— start DATASET EXTRACT —

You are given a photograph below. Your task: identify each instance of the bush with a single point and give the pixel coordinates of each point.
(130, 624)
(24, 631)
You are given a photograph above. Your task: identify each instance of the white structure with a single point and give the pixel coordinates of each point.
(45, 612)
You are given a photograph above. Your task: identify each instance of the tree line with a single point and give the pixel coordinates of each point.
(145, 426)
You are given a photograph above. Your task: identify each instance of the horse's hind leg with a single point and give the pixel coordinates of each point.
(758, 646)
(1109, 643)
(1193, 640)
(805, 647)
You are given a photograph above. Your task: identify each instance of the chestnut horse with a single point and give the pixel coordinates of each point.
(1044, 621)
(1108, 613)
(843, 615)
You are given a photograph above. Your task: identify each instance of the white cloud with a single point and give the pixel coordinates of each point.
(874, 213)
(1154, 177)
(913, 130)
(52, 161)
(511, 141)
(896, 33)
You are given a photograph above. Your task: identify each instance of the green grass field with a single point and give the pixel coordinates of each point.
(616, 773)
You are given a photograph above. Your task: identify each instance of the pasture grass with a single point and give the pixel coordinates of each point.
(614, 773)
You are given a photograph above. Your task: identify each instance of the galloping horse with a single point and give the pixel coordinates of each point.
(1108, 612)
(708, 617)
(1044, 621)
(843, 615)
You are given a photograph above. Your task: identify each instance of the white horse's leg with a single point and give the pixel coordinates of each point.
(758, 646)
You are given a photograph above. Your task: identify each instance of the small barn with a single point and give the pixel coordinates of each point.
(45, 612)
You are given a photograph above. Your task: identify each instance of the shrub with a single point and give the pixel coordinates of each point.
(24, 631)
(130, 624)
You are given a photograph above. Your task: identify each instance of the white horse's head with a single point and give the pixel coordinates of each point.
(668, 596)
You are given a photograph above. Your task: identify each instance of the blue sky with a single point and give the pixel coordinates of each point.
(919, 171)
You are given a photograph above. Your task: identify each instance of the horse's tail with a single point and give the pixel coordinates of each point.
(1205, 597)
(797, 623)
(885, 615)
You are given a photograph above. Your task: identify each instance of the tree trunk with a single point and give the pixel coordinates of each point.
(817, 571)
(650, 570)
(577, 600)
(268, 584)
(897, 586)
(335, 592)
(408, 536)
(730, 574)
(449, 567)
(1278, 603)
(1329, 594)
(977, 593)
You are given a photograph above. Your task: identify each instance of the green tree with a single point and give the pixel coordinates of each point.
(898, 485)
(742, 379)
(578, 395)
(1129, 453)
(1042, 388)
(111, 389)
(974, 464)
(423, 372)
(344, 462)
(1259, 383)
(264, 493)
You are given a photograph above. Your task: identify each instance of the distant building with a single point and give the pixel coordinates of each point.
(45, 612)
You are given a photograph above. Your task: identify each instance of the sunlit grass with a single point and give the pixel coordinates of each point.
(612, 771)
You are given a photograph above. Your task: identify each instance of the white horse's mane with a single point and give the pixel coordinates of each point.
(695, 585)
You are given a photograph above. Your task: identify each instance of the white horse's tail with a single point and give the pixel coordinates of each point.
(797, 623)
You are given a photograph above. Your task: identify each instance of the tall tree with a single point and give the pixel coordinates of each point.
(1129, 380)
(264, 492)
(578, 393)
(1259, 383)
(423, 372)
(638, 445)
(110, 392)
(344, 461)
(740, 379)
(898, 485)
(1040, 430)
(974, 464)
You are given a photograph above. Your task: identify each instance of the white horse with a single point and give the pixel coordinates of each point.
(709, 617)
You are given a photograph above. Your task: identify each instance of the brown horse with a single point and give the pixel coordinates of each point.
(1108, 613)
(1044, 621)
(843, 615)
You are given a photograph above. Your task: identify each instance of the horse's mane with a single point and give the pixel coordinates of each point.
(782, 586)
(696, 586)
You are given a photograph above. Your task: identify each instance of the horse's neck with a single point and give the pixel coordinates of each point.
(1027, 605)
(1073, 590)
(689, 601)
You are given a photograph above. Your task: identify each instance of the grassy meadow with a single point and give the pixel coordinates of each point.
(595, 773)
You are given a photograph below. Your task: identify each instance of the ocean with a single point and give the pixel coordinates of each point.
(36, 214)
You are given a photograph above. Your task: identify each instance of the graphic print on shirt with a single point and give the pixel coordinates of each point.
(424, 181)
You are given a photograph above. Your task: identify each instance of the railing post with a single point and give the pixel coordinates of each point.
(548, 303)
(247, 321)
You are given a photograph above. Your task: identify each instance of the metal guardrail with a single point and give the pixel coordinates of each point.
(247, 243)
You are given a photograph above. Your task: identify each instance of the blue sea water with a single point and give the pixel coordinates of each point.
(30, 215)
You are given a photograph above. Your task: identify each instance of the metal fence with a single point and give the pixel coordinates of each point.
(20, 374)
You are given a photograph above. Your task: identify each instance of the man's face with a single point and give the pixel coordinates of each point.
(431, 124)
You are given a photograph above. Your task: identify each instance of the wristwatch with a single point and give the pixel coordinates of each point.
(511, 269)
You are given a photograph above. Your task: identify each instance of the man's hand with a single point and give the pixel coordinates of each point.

— end DATASET EXTRACT —

Retype every one of the entries above word for word, with nothing changed.

You are given a photograph below. Your task: identify each instance of the bush with a single point and give the pixel coordinates of each point.
(130, 624)
(24, 631)
You are given a photograph above. Your task: identify each instance of the white structure with a single point and give the pixel coordinates of each point.
(45, 612)
You are given a photograph above. Your task: identify each instance of the tree line with a single point and give the pixel coordinates of each point.
(145, 426)
You are given a photograph above. Your task: identify each instance of the horse's hind leg with a single point and give the pixel coordinates of each point.
(758, 646)
(1109, 643)
(1193, 640)
(805, 647)
You are given a photograph above. Your task: identify each instance of the chestnut horse with a single point and give the pixel coordinates of each point.
(1044, 621)
(1108, 613)
(843, 615)
You are given a photograph above. Your task: identify each instance of the white cloud with a single point and give the pixel coordinates of each point.
(874, 213)
(1154, 177)
(913, 130)
(52, 161)
(511, 141)
(896, 33)
You are given a photograph above. Your task: identify each instance of the green grass field with a single point and give the pixel coordinates of each point.
(616, 773)
You are given a photograph above. Your task: identify each instance of the pasture grass with a single point and give the pixel coordinates of each point.
(614, 773)
You are given a photograph above. Your task: identify each instance of the galloping horse with a single point and give the pixel coordinates of each point.
(1108, 612)
(708, 617)
(1044, 621)
(843, 615)
You are given a photograph above. Your task: identify each instance of the white horse's leg with a single point and give the pixel coordinates of each point.
(758, 646)
You are given a photograph above. Your task: identify each instance of the small barn with a single point and give the pixel coordinates of each point.
(45, 612)
You are given a photograph above. Your task: identify each instance of the shrub with a single point and give the pixel coordinates of each point.
(24, 631)
(130, 624)
You are given a photograph above. Your task: identify each instance of the white horse's head with a single point and give the pixel coordinates of each point.
(668, 596)
You are given a photograph above. Your task: identify each instance of the blue sky with a single point and give the pixel coordinates of each point.
(919, 171)
You are given a photograph above. Your task: identify each instance of the horse's tail with a single point and give the pixel coordinates of each point.
(1205, 597)
(797, 623)
(885, 615)
You are given a photograph above. Your task: identify each instance of the tree trunk with a single point and give the pixel coordinates of each point.
(817, 571)
(650, 570)
(577, 600)
(268, 584)
(897, 586)
(335, 592)
(408, 536)
(730, 574)
(449, 567)
(1278, 603)
(1329, 594)
(977, 593)
You are given a photograph above. Your task: identify each instance of the green tree with a single point and give the pixel coordinates of each point.
(898, 485)
(742, 379)
(578, 395)
(1129, 453)
(1042, 388)
(111, 389)
(974, 464)
(423, 372)
(344, 462)
(1259, 383)
(264, 493)
You are given a photograph above. Your task: identify each instance of the distant building with a single point and give the pixel coordinates of each point.
(45, 612)
You are given a photograph above. Your task: identify each instance of the sunlit grass with a single point and give the pixel coordinates of each point.
(612, 771)
You are given a photograph above. Your task: identify each instance of the white horse's mane with a single point and give the pixel coordinates of each point.
(695, 585)
You are given a photograph above. Your task: identify each instance of the white horse's tail with a single point and give the pixel coordinates of each point.
(797, 623)
You are given a photograph above. Your task: identify each instance of the tall tree with a single point and give the pixel coordinates of each point.
(1129, 380)
(264, 492)
(578, 393)
(1259, 383)
(423, 372)
(638, 445)
(110, 392)
(344, 461)
(740, 379)
(898, 485)
(1040, 430)
(974, 464)
You are given a photograph above. Your task: identify each instance of the white horse with a single point and give the pixel coordinates of each point.
(709, 617)
You are given a photograph above. Your task: identify each instance of the brown horse with a single point and give the pixel coordinates of each point.
(1108, 613)
(1044, 621)
(843, 615)
You are given a photograph above. Your task: identify each instance of the horse's mane with a single point and give the pixel coordinates of each point.
(782, 586)
(696, 586)
You are given a photograph above. Your task: identify each instance of the horse's neck with a single point and give the pixel coordinates of each point.
(1027, 605)
(1073, 590)
(689, 601)
You are given a photograph above. Your task: identify each instance of the grassy meadow with a single point and give the pixel coordinates of each point.
(595, 773)
You are given a photograph below. Your task: identify each instance of the ocean with a single point and give the pixel coordinates of each point.
(36, 214)
You are given a photograph above. Your task: identify each instance of the graphic print on shirt with a single point and give the pixel coordinates of each point.
(424, 181)
You are given a photograph above. Your task: identify each instance of the railing post with a single point and give the pixel coordinates of each point.
(548, 303)
(247, 321)
You are given a photograph above. Your task: identify each instance of the metal guardrail with a single point and give the pixel coordinates of each point.
(247, 243)
You are given a photograph above. Your task: identify each instance of the blue sea water with a single point and give the pixel coordinates of each point.
(30, 215)
You are given a photograph above. Your task: identify each instance of the metal fence with a single point and give the pixel coordinates of each point.
(20, 374)
You are given a photograph above. Your task: identify each instance of the man's face with a single point and give the pixel coordinates of each point.
(431, 124)
You are given a photograph above. Your task: identify each instance of the wristwatch with a single point and give the pixel coordinates of each point.
(511, 269)
You are given a photograph above. Your task: identify each instance of the man's hand with a single point and give the pixel coordinates of each point.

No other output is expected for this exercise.